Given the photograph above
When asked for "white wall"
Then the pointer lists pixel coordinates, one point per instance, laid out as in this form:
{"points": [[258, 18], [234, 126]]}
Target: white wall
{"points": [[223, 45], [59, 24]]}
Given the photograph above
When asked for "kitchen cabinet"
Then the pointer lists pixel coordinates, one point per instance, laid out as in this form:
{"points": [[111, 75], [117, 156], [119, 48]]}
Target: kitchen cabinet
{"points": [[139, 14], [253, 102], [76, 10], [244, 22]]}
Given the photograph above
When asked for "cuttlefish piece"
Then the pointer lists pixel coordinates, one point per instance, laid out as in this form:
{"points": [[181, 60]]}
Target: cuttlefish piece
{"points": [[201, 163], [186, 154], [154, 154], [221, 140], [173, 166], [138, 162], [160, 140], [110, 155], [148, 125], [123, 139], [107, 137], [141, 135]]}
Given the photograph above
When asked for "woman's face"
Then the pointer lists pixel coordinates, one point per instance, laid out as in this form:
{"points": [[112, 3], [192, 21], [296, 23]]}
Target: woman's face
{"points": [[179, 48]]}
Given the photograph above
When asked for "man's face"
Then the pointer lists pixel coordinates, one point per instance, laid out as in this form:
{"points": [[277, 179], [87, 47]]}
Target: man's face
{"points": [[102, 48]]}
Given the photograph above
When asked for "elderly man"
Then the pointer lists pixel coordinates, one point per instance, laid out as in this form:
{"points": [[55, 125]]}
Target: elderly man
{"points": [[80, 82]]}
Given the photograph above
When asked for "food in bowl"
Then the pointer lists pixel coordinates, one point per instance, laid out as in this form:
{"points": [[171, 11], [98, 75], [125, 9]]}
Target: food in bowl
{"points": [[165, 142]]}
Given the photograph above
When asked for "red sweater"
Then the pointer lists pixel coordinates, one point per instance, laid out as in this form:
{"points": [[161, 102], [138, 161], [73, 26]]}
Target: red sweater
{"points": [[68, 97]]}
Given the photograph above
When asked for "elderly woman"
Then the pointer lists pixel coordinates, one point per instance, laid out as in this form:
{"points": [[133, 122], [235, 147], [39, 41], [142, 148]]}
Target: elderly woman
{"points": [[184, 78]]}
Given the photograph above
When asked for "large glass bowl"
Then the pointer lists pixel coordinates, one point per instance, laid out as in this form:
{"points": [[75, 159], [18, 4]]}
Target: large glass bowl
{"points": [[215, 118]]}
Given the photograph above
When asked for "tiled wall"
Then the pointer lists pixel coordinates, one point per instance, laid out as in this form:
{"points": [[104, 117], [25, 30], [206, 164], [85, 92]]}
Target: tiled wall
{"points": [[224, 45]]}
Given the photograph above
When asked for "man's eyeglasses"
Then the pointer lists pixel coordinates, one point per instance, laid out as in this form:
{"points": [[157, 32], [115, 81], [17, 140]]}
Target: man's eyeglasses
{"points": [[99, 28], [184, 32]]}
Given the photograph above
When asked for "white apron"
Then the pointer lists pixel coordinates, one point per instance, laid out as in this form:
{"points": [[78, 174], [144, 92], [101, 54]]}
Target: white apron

EXERCISE PROMPT:
Go through the material and report each line that holds the string "apron".

OUTPUT:
When asked for "white apron"
Target: white apron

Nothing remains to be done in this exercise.